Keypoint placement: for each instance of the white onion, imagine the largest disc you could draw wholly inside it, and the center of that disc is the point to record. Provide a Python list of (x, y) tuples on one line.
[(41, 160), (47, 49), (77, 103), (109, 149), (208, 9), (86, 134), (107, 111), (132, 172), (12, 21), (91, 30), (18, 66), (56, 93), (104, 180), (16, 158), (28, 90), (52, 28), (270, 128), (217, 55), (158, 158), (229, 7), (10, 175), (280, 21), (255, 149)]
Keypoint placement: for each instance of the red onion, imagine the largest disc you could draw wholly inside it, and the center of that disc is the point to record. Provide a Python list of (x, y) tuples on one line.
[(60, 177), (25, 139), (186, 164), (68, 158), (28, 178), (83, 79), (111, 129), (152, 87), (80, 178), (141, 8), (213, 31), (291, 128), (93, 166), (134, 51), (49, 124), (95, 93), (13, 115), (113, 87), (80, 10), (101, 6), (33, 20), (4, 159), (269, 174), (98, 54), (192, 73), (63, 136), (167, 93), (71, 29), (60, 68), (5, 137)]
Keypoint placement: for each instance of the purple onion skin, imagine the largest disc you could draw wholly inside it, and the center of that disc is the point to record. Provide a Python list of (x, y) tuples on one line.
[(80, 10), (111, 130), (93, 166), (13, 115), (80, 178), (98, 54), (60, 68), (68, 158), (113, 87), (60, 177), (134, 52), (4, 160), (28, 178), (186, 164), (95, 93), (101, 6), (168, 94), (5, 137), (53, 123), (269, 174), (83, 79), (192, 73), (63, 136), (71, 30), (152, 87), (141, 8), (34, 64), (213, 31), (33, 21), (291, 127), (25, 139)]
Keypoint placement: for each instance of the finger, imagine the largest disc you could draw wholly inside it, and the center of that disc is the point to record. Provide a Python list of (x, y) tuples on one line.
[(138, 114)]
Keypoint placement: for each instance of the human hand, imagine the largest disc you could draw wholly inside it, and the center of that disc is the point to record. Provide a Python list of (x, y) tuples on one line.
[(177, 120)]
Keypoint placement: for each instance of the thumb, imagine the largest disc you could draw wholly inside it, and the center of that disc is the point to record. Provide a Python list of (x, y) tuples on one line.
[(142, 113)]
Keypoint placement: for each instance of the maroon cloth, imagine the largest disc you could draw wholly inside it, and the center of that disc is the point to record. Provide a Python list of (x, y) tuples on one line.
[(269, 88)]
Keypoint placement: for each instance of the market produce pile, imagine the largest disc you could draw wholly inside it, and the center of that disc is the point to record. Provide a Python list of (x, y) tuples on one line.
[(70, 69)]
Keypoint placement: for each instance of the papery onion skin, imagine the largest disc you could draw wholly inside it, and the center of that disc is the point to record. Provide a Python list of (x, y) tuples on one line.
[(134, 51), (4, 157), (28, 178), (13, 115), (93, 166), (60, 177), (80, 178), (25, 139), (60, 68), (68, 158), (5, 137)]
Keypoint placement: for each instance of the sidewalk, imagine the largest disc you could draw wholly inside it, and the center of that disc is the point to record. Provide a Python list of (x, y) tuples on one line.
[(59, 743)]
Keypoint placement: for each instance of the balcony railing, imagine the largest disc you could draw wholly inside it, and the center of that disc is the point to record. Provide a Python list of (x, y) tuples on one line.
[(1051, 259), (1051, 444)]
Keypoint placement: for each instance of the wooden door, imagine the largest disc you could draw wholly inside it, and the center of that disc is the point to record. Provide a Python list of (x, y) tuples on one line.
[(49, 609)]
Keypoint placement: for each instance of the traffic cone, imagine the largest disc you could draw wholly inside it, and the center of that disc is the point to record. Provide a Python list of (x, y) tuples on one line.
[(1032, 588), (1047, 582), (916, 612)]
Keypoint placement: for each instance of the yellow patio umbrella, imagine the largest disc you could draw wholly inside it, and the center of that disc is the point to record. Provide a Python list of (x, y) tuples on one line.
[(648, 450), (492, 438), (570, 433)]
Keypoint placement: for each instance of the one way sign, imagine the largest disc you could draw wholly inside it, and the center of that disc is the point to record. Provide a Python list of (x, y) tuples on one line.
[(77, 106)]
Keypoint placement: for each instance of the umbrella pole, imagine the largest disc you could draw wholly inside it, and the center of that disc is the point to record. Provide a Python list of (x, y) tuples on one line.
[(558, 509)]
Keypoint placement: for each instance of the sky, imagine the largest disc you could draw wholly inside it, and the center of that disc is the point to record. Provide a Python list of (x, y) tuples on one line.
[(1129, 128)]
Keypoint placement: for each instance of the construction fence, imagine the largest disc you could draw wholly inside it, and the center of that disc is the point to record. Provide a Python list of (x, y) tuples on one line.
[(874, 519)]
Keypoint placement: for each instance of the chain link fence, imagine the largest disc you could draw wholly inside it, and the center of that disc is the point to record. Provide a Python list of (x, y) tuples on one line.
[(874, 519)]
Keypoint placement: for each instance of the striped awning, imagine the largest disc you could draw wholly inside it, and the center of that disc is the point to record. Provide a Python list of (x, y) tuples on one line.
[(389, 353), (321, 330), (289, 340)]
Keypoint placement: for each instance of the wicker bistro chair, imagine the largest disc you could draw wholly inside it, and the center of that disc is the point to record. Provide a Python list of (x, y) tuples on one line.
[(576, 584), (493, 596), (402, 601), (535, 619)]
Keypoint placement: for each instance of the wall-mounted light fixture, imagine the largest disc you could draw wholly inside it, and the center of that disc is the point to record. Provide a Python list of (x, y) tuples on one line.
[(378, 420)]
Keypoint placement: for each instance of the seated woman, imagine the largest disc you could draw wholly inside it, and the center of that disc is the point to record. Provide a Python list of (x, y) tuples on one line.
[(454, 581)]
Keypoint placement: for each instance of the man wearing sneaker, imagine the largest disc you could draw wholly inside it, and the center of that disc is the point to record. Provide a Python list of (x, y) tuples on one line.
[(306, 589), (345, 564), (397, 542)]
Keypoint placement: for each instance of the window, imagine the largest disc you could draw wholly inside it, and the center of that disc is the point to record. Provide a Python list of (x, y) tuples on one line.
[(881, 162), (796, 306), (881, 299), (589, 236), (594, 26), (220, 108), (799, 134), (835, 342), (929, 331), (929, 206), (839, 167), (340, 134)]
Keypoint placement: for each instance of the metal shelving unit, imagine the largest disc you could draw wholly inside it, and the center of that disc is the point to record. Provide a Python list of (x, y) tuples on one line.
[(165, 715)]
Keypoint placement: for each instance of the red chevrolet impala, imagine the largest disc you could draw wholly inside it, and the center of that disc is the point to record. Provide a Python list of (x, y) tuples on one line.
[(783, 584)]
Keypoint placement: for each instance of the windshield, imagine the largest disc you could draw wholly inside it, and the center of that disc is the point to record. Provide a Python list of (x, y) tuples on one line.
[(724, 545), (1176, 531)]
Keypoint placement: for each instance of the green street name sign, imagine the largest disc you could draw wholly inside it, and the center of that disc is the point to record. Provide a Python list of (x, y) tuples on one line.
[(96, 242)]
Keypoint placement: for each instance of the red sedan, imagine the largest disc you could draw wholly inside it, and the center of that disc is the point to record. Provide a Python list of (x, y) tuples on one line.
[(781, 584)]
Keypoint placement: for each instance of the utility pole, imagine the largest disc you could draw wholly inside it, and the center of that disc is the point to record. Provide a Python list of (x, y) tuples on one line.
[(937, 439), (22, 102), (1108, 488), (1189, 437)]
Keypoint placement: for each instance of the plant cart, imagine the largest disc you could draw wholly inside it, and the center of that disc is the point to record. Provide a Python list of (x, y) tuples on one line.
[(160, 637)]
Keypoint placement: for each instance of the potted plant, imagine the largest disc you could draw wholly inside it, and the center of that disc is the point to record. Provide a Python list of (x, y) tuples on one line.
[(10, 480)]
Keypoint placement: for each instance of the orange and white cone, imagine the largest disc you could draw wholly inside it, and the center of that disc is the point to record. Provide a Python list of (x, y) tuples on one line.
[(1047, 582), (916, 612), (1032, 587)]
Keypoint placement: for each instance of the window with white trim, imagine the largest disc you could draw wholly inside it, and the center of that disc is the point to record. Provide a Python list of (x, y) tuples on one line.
****************
The problem: Reproduce each line of the entries above from the one containing "Keypoint placement: for each instance of the potted" through the last, exactly, and no other line.

Response:
Keypoint placement: for each instance of the potted plant, imagine the largest disc you could draw wholly inside it, and the center of that disc is the point to record. Provide a Python list of (x, y) tuples on one line.
[(10, 480)]
Keypoint placement: for each instance of the orange and white cone, imagine the largest disc you could draw wholly inside it, and the center of that disc is the point to record. Provide a Python list of (x, y) tuples on one line.
[(1047, 582), (916, 612), (1032, 587)]
Keypoint placement: for each instance of the window with white trim, imagine the largest disc you could draw wholly inside it, and the center of that disc is the point to record. Provide a Python list of (x, y) tuples on one line.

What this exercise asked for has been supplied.